Any pictures should be dropped; everything else in the records is to be returned exactly.

** Input data follows **

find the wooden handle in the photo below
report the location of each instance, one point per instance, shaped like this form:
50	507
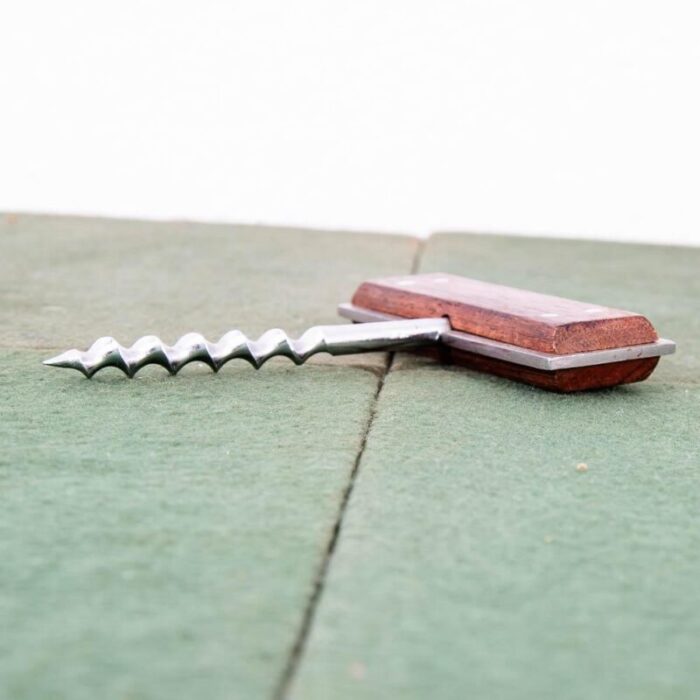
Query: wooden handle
519	317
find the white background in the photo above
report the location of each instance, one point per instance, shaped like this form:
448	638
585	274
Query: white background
548	116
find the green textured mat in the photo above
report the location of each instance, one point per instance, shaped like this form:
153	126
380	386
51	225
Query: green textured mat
161	537
475	561
165	537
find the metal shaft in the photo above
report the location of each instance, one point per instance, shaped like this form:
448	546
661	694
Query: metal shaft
193	347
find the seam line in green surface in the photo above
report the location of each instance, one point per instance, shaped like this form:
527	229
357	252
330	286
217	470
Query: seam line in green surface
290	669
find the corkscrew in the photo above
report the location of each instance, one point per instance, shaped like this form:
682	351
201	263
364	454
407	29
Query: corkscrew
548	341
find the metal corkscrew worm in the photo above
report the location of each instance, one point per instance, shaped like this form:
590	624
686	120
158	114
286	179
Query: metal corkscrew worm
551	342
193	347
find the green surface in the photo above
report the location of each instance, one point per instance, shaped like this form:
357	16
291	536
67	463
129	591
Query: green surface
160	537
476	562
163	537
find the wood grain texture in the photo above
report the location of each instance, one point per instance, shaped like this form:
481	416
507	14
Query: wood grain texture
516	316
526	319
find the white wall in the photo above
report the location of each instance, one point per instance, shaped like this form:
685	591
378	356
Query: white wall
546	116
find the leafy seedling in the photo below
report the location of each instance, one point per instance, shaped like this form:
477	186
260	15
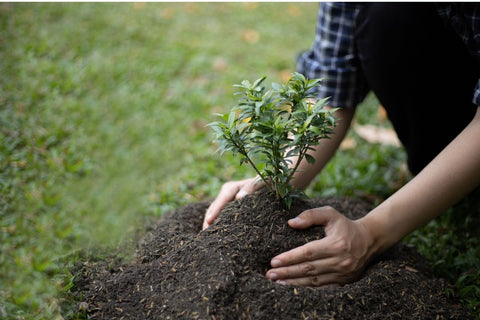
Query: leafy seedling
273	130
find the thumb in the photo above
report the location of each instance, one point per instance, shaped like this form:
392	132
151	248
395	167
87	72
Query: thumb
312	217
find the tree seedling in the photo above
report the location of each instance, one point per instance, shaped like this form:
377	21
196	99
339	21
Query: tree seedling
273	130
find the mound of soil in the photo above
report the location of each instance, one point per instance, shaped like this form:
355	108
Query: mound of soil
182	272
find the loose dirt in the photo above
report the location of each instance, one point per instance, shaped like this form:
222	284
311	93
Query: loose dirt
181	272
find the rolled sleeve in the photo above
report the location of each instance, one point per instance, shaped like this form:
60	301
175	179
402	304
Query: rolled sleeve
476	94
332	56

** End of Input data **

Final answer
find the wooden handle in the photo below
report the location of each instance, one point per instance, shaped like this form:
50	507
Query: wooden handle
519	317
find the white background in the photo above
report the location of each instance, one point per instance, shaped like this form:
448	638
585	274
Query: white background
548	116
find the green textured mat in the photo above
report the location of each instance, one point per instance, shaped like this form:
153	126
380	386
51	225
Query: green textured mat
161	537
475	561
165	537
find the metal shaft in the photo above
report the location of each instance, one point per instance, shaped like this form:
448	546
661	694
Query: metal shaft
193	347
find the seam line in green surface in the photo above
report the location of each instance, one point per instance, shaped like this form:
527	229
357	252
330	286
217	470
Query: seam line in green surface
290	669
find the corkscrew in the photo above
report the location of each instance, one point per instance, shaped like this form:
682	351
201	263
364	454
407	29
Query: corkscrew
548	341
find the metal corkscrew worm in the photo above
report the location of each instance, one point per instance, shaped like this form:
590	624
686	120
158	114
286	179
Query: metal corkscrew worm
551	342
193	347
find the green surface in the photo above
report the location of each instance, one point per instance, shaped like this form:
357	16
291	536
67	463
129	591
Query: green surface
160	537
476	562
163	537
find the wood grain texture in the photo above
report the location of each instance, one point per instance, shaped like this form:
481	416
507	14
Query: wood grain texture
516	316
526	319
find the white wall in the photo above
report the location of each instance, one point per instance, shaped like this form:
685	591
378	356
Query: white wall
546	116
find the leafy seedling in the photo below
report the location of each instance, one point per instance, shaped like this form:
477	186
260	15
Query: leafy seedling
273	130
find the thumb in the photo above
report the location of each instance, one point per instance, shaped like this form:
392	132
151	248
395	167
87	72
Query: thumb
312	217
find the tree seedling in the photo above
report the location of each instance, one point per instance, shaped like this form:
377	21
196	99
339	21
Query: tree seedling
273	130
find the mound of soil in the photo above
report the location of each instance, one point per instance, shaped like this form:
355	108
Query: mound of soil
182	272
find the loose dirt in the photo above
report the location of each instance, one point per instance, shaped like this form:
222	284
311	93
Query: loose dirt
181	272
find the rolled sleeve in the photo above
report the location of each instance, one point per instance, shaped like this form:
60	301
175	179
402	304
Query: rolled sleeve
476	94
332	56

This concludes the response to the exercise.